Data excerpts
= = = = = = =

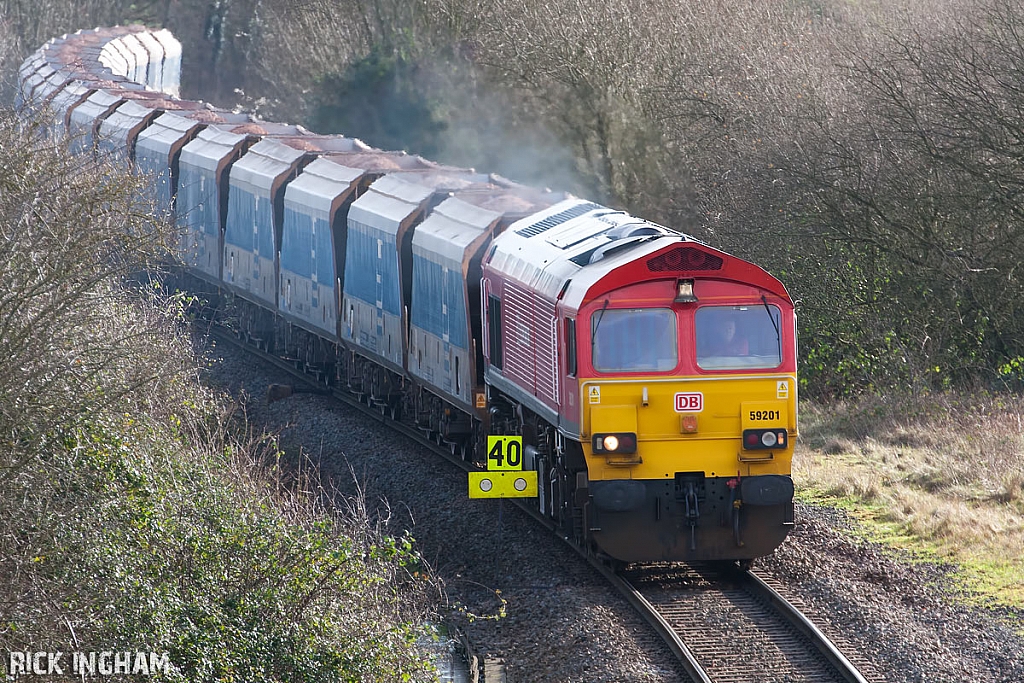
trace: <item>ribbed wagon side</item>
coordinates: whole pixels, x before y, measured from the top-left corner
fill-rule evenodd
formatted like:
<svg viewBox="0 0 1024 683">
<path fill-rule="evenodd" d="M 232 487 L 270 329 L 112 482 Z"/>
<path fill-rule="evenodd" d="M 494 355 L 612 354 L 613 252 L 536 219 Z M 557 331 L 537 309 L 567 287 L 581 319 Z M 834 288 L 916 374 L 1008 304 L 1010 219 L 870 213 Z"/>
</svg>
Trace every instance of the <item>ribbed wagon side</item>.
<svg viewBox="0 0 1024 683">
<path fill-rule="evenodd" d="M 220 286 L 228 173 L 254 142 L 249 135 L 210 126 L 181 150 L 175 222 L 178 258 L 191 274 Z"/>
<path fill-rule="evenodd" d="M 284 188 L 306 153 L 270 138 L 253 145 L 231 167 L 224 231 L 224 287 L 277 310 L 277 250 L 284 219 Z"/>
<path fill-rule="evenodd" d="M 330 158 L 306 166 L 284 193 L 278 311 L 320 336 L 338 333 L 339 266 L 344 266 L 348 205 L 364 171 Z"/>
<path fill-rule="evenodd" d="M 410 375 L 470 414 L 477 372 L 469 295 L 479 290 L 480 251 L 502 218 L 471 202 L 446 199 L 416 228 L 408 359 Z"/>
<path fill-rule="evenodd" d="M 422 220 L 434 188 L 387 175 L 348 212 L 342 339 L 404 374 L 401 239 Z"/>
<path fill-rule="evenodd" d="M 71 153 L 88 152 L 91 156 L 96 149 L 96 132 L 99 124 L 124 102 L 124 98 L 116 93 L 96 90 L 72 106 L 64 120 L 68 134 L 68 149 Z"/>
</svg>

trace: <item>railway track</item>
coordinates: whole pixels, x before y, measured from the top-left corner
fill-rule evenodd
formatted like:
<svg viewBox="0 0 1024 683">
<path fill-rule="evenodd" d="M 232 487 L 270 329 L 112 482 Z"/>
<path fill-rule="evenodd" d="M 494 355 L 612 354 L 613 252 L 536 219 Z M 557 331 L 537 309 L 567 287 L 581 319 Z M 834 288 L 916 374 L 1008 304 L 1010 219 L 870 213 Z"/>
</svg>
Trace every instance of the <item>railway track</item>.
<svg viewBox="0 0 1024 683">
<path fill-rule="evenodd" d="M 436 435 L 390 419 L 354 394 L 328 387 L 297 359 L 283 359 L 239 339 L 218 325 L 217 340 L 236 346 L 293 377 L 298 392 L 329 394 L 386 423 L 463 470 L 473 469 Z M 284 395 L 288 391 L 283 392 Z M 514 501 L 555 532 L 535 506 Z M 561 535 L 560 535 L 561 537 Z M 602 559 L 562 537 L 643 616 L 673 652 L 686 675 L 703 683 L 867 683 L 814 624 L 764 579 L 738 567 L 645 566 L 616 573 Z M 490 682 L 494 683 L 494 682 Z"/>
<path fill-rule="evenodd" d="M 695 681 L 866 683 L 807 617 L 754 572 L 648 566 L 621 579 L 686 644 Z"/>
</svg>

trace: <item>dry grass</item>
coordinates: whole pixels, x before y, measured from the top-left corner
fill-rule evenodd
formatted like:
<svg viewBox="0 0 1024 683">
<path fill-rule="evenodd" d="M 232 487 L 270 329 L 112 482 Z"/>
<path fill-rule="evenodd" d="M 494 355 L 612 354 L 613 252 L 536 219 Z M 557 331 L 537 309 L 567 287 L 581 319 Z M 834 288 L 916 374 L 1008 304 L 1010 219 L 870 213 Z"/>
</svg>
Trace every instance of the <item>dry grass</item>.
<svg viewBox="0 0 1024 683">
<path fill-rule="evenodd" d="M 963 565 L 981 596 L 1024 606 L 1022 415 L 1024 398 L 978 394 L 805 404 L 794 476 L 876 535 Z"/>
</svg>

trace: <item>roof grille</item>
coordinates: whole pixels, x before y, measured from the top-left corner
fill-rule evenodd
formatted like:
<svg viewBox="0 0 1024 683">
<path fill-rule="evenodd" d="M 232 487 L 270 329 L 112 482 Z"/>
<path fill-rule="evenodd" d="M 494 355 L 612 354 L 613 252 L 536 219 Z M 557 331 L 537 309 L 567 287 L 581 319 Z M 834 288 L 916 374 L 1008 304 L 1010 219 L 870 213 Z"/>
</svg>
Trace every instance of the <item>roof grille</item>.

= = = = = = =

◆ Task ◆
Transcribe all records verbatim, no pictures.

◆ Answer box ◆
trace: <item>ribbed wagon side</item>
coordinates: whole pixels, x before y, measured from the top-left corner
fill-rule evenodd
formatted like:
<svg viewBox="0 0 1024 683">
<path fill-rule="evenodd" d="M 232 487 L 270 329 L 112 482 Z"/>
<path fill-rule="evenodd" d="M 494 355 L 612 354 L 613 252 L 536 219 Z M 557 331 L 537 309 L 567 287 L 581 319 Z M 834 288 L 916 374 L 1008 304 L 1010 219 L 870 213 Z"/>
</svg>
Trace every instance of the <item>ribbed wagon side</item>.
<svg viewBox="0 0 1024 683">
<path fill-rule="evenodd" d="M 220 286 L 228 173 L 254 142 L 249 135 L 210 126 L 181 150 L 175 222 L 178 258 L 191 274 Z"/>
<path fill-rule="evenodd" d="M 284 188 L 306 153 L 270 138 L 253 145 L 231 167 L 224 231 L 224 287 L 277 310 L 277 250 L 284 219 Z"/>
<path fill-rule="evenodd" d="M 330 158 L 306 166 L 284 193 L 278 311 L 320 336 L 338 333 L 339 266 L 344 266 L 348 205 L 364 171 Z"/>
<path fill-rule="evenodd" d="M 410 375 L 470 414 L 477 372 L 469 295 L 479 290 L 480 251 L 502 218 L 471 202 L 446 199 L 416 228 L 408 359 Z"/>
<path fill-rule="evenodd" d="M 422 220 L 434 188 L 387 175 L 348 212 L 342 339 L 404 374 L 401 239 Z"/>
<path fill-rule="evenodd" d="M 71 153 L 88 152 L 91 156 L 96 149 L 96 132 L 99 124 L 124 102 L 124 98 L 116 93 L 96 90 L 72 106 L 64 120 L 68 134 L 68 149 Z"/>
</svg>

trace: <item>railway track</item>
coordinates: whole pixels, x before y, measured from the top-left corner
fill-rule evenodd
formatted like:
<svg viewBox="0 0 1024 683">
<path fill-rule="evenodd" d="M 232 487 L 270 329 L 112 482 Z"/>
<path fill-rule="evenodd" d="M 494 355 L 612 354 L 613 252 L 536 219 Z M 557 331 L 537 309 L 567 287 L 581 319 Z M 834 288 L 916 374 L 1008 304 L 1010 219 L 870 213 Z"/>
</svg>
Trace every instance of the <item>railway track</item>.
<svg viewBox="0 0 1024 683">
<path fill-rule="evenodd" d="M 436 435 L 390 419 L 354 394 L 328 387 L 297 359 L 283 359 L 239 339 L 218 325 L 217 340 L 236 346 L 293 377 L 298 392 L 329 394 L 386 423 L 463 470 L 473 469 Z M 284 395 L 288 391 L 283 392 Z M 514 501 L 555 532 L 535 506 Z M 561 535 L 560 535 L 561 537 Z M 602 559 L 562 537 L 643 616 L 673 652 L 686 675 L 703 683 L 867 683 L 814 624 L 764 579 L 738 567 L 645 566 L 616 573 Z M 490 682 L 494 683 L 494 682 Z"/>
<path fill-rule="evenodd" d="M 695 681 L 866 683 L 807 617 L 754 572 L 648 566 L 621 579 L 686 644 Z"/>
</svg>

trace: <item>dry grass</item>
coordinates: whole pixels, x before y, measured from the top-left corner
fill-rule evenodd
formatted like:
<svg viewBox="0 0 1024 683">
<path fill-rule="evenodd" d="M 232 487 L 270 329 L 112 482 Z"/>
<path fill-rule="evenodd" d="M 494 355 L 612 354 L 613 252 L 536 219 Z M 557 331 L 537 309 L 567 287 L 581 319 Z M 834 288 L 916 374 L 1008 304 L 1010 219 L 870 213 Z"/>
</svg>
Trace every instance of the <item>dry grass</item>.
<svg viewBox="0 0 1024 683">
<path fill-rule="evenodd" d="M 963 565 L 981 596 L 1024 606 L 1022 415 L 1024 398 L 978 394 L 805 404 L 794 476 L 876 535 Z"/>
</svg>

trace: <item>roof grille</item>
coordinates: whole pixels, x before y, measured from the top-left corner
fill-rule evenodd
formatted like:
<svg viewBox="0 0 1024 683">
<path fill-rule="evenodd" d="M 232 487 L 270 329 L 112 482 Z"/>
<path fill-rule="evenodd" d="M 494 355 L 612 354 L 613 252 L 536 219 Z M 557 331 L 537 309 L 567 287 L 581 319 Z M 834 288 L 916 374 L 1008 304 L 1010 219 L 870 213 Z"/>
</svg>
Trace every instance of the <item>roof grille</item>.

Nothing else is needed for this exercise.